EXERCISE DIRECTIONS =
Which of the lines in the data below contain the string "instance"? Copy each of them.
-- RECORDS FOR THE TASK follows --
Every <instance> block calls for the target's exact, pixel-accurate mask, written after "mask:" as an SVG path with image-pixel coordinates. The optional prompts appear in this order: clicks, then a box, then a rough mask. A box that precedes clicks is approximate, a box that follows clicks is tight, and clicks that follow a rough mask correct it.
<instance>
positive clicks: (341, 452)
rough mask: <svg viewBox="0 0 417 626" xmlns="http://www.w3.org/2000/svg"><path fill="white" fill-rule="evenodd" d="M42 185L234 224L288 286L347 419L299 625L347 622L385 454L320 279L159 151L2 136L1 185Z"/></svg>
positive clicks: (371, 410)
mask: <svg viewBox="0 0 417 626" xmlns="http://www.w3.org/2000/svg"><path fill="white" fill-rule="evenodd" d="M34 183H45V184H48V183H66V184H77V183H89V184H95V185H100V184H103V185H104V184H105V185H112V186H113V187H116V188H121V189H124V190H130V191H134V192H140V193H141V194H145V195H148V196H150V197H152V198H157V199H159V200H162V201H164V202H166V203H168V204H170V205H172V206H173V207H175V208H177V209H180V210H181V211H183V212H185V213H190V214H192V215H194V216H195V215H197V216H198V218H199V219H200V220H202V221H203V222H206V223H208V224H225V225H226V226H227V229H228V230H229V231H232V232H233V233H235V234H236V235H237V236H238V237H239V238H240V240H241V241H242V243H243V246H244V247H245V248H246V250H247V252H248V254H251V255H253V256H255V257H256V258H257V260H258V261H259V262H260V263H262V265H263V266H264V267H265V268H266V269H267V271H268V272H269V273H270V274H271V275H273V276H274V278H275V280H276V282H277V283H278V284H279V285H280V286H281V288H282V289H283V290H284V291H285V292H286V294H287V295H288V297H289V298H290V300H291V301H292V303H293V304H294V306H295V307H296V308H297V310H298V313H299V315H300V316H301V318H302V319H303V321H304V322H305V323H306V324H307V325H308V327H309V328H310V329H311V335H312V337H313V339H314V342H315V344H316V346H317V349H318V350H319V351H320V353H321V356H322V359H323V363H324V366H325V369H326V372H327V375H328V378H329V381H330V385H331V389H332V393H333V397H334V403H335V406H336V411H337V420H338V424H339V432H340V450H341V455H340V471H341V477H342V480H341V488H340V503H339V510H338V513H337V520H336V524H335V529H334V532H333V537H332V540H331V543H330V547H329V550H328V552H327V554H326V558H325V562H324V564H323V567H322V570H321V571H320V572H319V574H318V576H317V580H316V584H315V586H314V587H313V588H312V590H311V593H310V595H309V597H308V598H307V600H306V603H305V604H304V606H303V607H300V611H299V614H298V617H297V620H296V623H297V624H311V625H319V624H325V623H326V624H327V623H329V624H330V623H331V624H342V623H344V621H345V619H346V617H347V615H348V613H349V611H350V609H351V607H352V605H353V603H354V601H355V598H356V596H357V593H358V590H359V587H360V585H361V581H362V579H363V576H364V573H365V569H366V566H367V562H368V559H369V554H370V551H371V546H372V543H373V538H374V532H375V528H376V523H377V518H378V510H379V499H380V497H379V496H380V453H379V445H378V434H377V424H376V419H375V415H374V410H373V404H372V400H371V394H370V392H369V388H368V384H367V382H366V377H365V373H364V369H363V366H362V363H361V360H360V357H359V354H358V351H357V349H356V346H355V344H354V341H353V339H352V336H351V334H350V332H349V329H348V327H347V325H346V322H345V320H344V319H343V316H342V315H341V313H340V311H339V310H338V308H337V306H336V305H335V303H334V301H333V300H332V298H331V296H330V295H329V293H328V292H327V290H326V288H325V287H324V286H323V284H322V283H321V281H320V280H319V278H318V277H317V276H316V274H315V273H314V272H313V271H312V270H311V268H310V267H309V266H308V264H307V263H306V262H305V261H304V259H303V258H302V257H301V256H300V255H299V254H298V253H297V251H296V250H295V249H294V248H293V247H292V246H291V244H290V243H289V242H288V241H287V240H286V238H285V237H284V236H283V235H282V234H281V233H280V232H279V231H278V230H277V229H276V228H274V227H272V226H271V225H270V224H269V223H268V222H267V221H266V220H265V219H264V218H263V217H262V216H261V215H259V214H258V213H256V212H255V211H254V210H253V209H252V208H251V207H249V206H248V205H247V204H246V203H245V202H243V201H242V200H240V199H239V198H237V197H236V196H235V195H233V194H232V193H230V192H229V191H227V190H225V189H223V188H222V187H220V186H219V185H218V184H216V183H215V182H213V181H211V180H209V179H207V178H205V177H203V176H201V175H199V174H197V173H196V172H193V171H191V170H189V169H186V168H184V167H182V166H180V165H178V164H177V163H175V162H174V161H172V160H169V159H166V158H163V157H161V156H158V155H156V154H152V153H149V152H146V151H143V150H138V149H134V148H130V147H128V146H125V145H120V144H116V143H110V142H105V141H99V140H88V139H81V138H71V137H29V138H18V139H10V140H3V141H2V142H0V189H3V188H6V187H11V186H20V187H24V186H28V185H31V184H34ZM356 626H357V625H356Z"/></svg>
-- RECORDS FOR THE TASK concluded --
REPLY TO THE EXERCISE =
Every <instance> block calls for the target's exact, pixel-accurate mask, written after "mask:" as an SVG path with image-pixel coordinates. The optional prompts appear in this order: clicks, then a box, then a rough mask. A box that precedes clicks is approximate, a box that follows clicks is tight, and clicks that follow a rough mask correct it.
<instance>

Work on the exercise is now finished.